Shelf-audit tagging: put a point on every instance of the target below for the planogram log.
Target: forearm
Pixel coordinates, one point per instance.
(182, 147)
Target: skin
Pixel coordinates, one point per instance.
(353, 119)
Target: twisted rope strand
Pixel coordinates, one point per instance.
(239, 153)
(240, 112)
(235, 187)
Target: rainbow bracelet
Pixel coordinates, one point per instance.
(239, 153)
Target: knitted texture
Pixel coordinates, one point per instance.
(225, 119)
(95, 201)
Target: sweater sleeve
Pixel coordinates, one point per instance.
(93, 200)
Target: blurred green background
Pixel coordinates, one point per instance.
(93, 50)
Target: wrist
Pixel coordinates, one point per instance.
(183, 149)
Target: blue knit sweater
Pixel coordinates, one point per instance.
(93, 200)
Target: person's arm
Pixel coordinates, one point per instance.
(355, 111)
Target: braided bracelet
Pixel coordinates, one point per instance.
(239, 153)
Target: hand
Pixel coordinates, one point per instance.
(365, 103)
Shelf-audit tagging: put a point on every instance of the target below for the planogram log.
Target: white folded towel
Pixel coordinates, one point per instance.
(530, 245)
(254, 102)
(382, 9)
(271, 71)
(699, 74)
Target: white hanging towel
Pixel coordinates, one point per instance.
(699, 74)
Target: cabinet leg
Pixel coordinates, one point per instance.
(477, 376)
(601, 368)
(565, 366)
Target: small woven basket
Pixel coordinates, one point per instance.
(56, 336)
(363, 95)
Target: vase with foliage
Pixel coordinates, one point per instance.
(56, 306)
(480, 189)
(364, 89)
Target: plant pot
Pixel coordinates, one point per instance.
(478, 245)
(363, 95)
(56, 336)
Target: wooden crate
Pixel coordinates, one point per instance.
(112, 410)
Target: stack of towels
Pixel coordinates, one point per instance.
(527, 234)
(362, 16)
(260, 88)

--

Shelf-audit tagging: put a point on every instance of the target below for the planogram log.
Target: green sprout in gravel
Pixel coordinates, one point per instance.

--

**Assignment**
Among the lines of the data, find every one that holds "bracelet" and copy it.

**Solution for this exercise**
Target: rainbow bracelet
Target: braided bracelet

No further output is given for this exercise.